_Exercise aim_
For this exercise, write out every entry exactly and leave the pictures out.

_Point localization data_
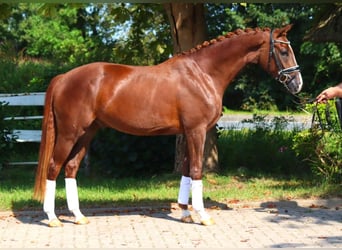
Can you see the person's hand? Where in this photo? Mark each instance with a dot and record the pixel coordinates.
(329, 93)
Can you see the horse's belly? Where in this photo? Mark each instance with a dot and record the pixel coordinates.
(142, 124)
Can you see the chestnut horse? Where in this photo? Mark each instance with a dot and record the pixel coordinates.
(182, 95)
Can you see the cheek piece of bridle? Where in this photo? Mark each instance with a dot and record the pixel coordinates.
(284, 76)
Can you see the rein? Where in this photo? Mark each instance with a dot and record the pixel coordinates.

_Answer area_
Can you see the person's hand? Where in this photo? Mark each instance with a dot and record the pixel coordinates.
(329, 93)
Can you see the horse's belly? Where in this photo? Mark each instance with a dot and record the pixel coordinates.
(142, 124)
Can you see the chestnut horse? Where in this photo? Mark each instance with a dot and record the pixel coordinates.
(182, 95)
Can you see the cheek piece of bridle? Where in this photo? Mark each instance with a dot and record the pixel coordinates.
(284, 76)
Can you see the rein? Where in this photo? Mark each instance with a dot and record the pixel coordinates.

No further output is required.